- _Instructions for the task_: Could you rewrite the Minecraft forum thread, starting with "It looks like" and going on through "the /give function.", with "router" renamed to "modem"?

====== Text section ======

Minecraft is the greatest!, it is so addicting and fun, Im also looking for a good server with cool people and white list. 

Minecraft SN- CovertSeven


----------



## Joe2005

If anyone wants to help me test my Minecraft server (mainly seeing if it has enough power to host multiple people) the ip is 	24.255.222.95


----------



## covertseven

Joe2005 said:


> If anyone wants to help me test my Minecraft server (mainly seeing if it has enough power to host multiple people) the ip is 	24.255.222.95



I tryed to join at 10:55 and it was not working. But maybe you did not have it on?

What times are you running it?


----------



## Joe2005

It should be up now, I had some troubles with my router earlier so that may of been the problem.

Edit...

It looks like I'm having pretty severe router problems, I'm not sure how but I suspect Minecraft is the culprit.  (didn't think that was possible, but I wasn't having to cycle the power on my router before)

Edit:

Did some tweaking, some hardware changing, some firmware updating...  Anywho, I believe it is working now.

Update:  Been running stable for a few days now.  Added plugins for warps and the /give function.


----------



## Troncoso

http://www.escapistmagazine.com/videos/view/zero-punctuation/2680-Minecraft

I have no idea why I stopped watching these....


----------



## Aastii

[YT]aohtxgH5yHk[/YT]

Best...mod...ever


----------



## Twist86

aastii said:


> best...mod...ever


+1


----------



## Dropkickmurphys

Aastii said:


> [YT]aohtxgH5yHk[/YT]
> 
> Best...mod...ever



That is awesome!

Notch should do as they said... use some of these ideas! Pay the guy that made these and put them in the game... would be Awesome!


----------



## ScottALot

I joined an SMP server and I'll have the opportunity to tour the White House, it's pretty sick!


----------



## Aastii

Would anyone happen to know a way to make it either perma daytime, or brighter at night on SP?


----------



## melloorr

You may not be able to do it. There is a mod that allows you to switch to day or night, but that is for the client not the server. But it does say it may work on the server. You can find out more here.


----------



## Aastii

melloorr said:


> You may not be able to do it. There is a mod that allows you to switch to day or night, but that is for the client not the server. But it does say it may work on the server. You can find out more here.




none of em are supported for beta though


----------



## melloorr

Aastii said:


> none of em are supported for beta though



 I dont think it can be done then, not yet


----------



## 1337dingo

my brother got some minehack thing off his mate at school, got it working for my singleplayer game and its pretty awesome ay, gives me watever i want, i now has a big house


----------



## brian

Has anyone suggested a CF minecraft server? I would not mine running one on my server. No guarantee that it would be up 24/7 (I would have to shut down for spring break and what not) but if people would want it I can create it.

====== Provided information ======

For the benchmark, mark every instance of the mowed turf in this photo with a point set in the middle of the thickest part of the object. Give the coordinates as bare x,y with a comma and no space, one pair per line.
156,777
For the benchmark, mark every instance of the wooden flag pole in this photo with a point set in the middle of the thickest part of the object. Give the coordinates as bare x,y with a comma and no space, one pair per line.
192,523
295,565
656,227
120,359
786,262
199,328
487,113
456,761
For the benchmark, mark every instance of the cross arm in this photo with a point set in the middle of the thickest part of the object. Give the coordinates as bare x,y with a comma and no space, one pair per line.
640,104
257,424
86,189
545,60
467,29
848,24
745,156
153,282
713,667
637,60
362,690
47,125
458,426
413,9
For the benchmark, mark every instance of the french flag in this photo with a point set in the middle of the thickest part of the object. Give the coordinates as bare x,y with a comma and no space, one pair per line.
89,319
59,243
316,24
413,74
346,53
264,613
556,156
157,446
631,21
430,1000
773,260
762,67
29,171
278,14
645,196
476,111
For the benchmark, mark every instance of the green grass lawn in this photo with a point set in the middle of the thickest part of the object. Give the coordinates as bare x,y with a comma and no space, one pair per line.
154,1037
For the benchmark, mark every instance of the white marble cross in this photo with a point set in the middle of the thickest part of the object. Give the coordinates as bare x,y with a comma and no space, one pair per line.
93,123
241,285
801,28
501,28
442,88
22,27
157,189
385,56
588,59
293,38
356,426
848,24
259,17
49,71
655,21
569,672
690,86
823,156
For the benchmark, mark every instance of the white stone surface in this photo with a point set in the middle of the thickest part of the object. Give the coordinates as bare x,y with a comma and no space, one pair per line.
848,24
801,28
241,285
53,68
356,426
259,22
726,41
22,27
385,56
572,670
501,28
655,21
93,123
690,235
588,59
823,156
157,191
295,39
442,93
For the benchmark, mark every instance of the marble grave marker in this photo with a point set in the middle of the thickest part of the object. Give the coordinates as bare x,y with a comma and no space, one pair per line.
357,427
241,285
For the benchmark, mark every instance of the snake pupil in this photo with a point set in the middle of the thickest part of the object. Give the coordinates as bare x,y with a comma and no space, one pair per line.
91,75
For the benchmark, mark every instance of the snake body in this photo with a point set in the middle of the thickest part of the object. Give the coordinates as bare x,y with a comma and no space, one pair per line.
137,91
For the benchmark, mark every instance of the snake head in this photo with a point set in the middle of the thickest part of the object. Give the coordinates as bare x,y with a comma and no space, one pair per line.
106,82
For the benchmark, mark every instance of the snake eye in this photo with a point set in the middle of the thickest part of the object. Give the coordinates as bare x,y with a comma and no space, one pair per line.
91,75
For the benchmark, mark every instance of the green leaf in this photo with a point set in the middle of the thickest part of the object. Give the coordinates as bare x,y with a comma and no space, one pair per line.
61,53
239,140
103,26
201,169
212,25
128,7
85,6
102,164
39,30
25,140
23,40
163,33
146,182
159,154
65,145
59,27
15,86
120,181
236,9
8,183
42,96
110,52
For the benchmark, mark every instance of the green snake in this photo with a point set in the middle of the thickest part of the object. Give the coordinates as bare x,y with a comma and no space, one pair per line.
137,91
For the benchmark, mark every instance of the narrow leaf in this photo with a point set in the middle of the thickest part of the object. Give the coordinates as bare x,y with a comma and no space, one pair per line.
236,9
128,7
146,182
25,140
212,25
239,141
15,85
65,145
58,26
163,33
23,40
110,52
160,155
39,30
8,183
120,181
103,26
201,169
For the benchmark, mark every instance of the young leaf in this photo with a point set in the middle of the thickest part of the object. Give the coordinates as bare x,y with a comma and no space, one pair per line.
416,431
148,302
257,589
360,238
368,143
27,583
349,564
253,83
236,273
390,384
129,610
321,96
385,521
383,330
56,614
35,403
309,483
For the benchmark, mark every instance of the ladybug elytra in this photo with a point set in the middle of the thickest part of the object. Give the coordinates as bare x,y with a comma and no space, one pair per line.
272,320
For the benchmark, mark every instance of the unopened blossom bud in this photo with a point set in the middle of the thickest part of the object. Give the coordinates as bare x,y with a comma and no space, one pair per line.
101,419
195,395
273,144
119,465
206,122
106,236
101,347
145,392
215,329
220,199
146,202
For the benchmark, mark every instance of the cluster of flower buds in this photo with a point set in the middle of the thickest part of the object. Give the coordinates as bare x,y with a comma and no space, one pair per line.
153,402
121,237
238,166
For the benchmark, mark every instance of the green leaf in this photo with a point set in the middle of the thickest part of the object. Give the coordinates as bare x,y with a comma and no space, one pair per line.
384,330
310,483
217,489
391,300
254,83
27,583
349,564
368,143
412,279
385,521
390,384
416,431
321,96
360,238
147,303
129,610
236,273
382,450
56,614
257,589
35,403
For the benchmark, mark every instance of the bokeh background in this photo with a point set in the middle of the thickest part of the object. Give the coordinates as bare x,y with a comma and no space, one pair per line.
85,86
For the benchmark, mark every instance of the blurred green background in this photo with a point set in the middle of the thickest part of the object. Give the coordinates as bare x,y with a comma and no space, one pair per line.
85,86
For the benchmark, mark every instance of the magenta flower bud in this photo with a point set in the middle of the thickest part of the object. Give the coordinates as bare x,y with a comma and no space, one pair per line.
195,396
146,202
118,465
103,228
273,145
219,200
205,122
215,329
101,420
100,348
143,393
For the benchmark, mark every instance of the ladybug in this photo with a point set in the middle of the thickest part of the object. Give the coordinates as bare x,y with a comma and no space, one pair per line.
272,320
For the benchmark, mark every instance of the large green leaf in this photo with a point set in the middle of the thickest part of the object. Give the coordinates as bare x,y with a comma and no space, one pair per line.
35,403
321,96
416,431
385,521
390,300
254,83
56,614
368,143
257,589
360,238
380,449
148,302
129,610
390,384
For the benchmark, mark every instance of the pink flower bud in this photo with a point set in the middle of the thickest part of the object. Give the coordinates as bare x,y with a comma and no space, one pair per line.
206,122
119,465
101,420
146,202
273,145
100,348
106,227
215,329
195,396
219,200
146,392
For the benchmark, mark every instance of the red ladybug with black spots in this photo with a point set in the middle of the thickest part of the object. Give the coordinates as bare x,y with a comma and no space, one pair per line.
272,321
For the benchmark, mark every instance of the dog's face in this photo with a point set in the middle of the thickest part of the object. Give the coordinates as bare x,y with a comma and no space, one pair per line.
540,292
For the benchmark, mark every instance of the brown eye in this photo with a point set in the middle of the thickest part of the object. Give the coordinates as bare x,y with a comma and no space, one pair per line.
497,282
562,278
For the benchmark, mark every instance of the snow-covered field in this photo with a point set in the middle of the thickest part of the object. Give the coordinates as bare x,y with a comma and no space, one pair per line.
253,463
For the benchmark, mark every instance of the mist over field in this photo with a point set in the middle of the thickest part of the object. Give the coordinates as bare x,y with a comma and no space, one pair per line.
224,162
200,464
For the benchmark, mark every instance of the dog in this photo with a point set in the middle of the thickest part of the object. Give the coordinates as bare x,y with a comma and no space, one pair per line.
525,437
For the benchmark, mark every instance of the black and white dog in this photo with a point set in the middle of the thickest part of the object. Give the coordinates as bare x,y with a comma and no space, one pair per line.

======

- _Exercise solution_:
It looks like I'm having pretty severe modem problems, I'm not sure how but I suspect Minecraft is the culprit.  (didn't think that was possible, but I wasn't having to cycle the power on my modem before)

Edit:

Did some tweaking, some hardware changing, some firmware updating...  Anywho, I believe it is working now.

Update:  Been running stable for a few days now.  Added plugins for warps and the /give function.